RECORDS SUPPLIED –
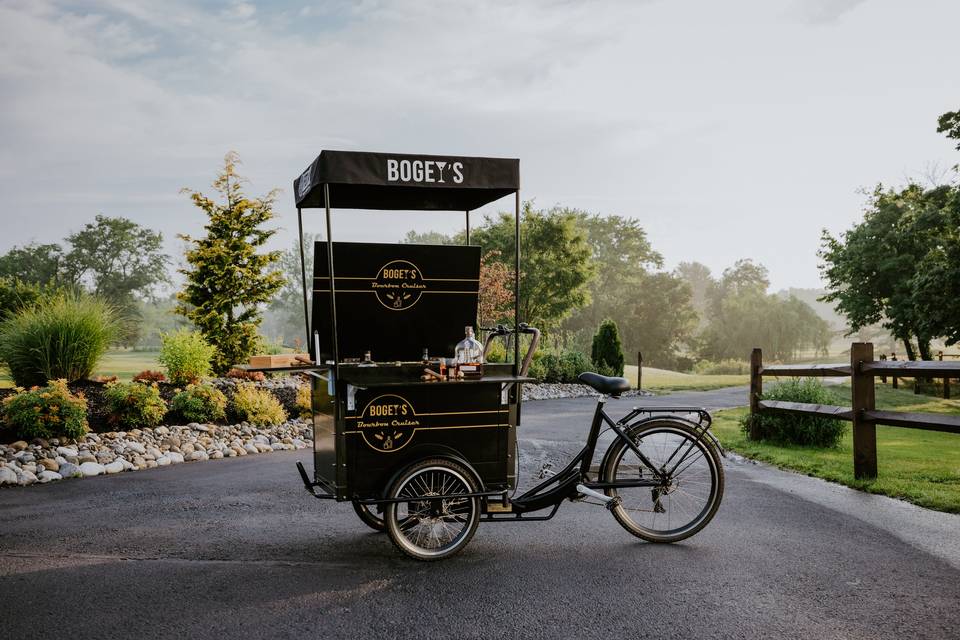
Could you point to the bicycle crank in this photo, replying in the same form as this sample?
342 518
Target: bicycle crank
610 503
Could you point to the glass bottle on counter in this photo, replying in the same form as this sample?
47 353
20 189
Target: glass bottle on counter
469 355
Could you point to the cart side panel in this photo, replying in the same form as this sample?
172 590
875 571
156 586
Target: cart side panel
390 427
325 438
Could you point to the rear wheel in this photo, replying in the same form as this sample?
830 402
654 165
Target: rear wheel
368 513
684 500
424 525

DIRECTIVE –
Rewrite the listing above as a Markdown table with the columns Row and Line, giving each line its own numbered row and skipping blank lines. Leave the pictures out.

CORRECT OUTPUT –
| Row | Line |
|---|---|
| 1 | Could you point to the bicycle crank in this photo, replying in the same form as this sample? |
| 2 | 342 518 |
| 3 | Target: bicycle crank |
| 4 | 610 503 |
| 5 | Could you point to the glass bottle on counter in this photo, replying in the same form as this sample? |
| 6 | 47 353 |
| 7 | 20 189 |
| 8 | Target: glass bottle on counter |
| 9 | 469 355 |
| 10 | Could you point to the cart side panel in this photo, replying in the same form as this sample? |
| 11 | 172 590 |
| 12 | 875 571 |
| 13 | 156 586 |
| 14 | Target: cart side panel |
| 15 | 390 427 |
| 16 | 325 438 |
| 17 | Could you point to the rear wheel in this photo, replying in the same form as this sample? |
| 18 | 830 402 |
| 19 | 654 165 |
| 20 | Target: rear wheel |
| 21 | 368 513 |
| 22 | 684 500 |
| 23 | 424 525 |